** BEGIN Supplied data **

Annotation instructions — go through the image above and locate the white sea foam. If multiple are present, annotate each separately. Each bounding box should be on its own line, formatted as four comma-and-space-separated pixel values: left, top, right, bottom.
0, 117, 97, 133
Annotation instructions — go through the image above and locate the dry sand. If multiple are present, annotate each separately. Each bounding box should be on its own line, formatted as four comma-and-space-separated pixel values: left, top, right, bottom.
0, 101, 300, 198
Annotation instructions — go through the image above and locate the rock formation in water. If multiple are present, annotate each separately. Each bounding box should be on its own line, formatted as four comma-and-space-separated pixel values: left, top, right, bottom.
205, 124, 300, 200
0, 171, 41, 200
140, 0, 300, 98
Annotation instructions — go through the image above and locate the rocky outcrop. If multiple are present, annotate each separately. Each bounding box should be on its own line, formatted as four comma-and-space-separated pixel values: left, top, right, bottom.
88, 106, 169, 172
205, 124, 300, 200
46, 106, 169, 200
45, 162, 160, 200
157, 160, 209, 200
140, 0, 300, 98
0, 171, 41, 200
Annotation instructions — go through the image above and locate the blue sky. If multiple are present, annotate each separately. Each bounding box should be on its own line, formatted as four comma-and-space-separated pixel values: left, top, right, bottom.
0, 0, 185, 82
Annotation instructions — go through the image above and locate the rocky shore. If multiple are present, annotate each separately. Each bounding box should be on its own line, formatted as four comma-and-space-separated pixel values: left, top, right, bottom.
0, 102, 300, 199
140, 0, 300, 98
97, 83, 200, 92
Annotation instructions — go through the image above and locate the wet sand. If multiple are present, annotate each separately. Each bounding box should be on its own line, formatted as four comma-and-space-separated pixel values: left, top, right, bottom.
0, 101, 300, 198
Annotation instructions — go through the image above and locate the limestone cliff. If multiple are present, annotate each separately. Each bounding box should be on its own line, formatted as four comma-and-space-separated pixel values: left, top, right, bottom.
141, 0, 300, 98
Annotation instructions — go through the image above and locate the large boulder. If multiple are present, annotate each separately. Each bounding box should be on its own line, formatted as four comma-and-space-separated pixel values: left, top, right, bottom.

** END Supplied data **

### Goal
Rewrite all of the data above, changing every "image" to "photo" and leaving everything else the same.

### Reply
Annotation instructions — go through the photo above and locate the white sea foam. If multiple are present, annotate each separately. Each bounding box should be on its own line, formatted as four comma-and-space-separated pixel values: left, top, right, bottom.
0, 117, 97, 133
Annotation instructions — go through the photo above and locate the dry sand. If multiple are present, annotate each separately. Each bounding box should be on its own line, formatted as four comma-and-space-separated pixel values: left, top, right, bottom.
0, 101, 300, 198
Annotation instructions — go through the photo above and locate the rock formation in water. If multiple are present, annotate each separately. Each bounding box should be on its own line, formatted as four comma-and-space-separated pixel values: left, top, right, bottom.
205, 124, 300, 200
0, 171, 41, 200
140, 0, 300, 98
Annotation instructions — go through the photo above and locate the rocky outcrop. If multiple are present, annotate each separately. Each bounding box should be on its own line, formatted as four comma-and-space-separated pixel values: left, top, right, bottom.
88, 106, 169, 172
205, 124, 300, 200
46, 106, 169, 200
45, 162, 160, 200
157, 160, 209, 200
140, 0, 300, 98
0, 171, 41, 200
Annotation instructions — go through the photo above and locate the blue sky. If multiple are present, annotate each separately. Each bounding box should be on its own line, formatted as four comma-and-space-separated pixel values: left, top, right, bottom.
0, 0, 185, 82
Annotation instructions — go through the photo above and locate the rocky shore. If multiple are present, annotate each separately. Each bounding box should be on its own line, formatted as four comma-and-space-separated pixel values: left, top, right, bottom.
0, 102, 300, 199
140, 0, 300, 98
97, 83, 200, 92
Annotation instructions — go through the photo above and locate the wet sand. If multiple are present, annotate each separately. Each bounding box should be on its own line, formatted as four comma-and-space-separated pixel values: left, top, right, bottom.
0, 101, 300, 198
Annotation instructions — go through the photo above and locate the limestone cliff. If multiple are present, annotate each separately. Each bounding box should be on its own line, formatted as four comma-and-space-separated pixel values: left, top, right, bottom.
141, 0, 300, 98
Annotation instructions — go through the photo above and locate the large boulder. If multiple are present, annotate each separately. Each bounding box should be on its own line, formatted as four comma-and-space-separated pixel values: left, top, right, bottom.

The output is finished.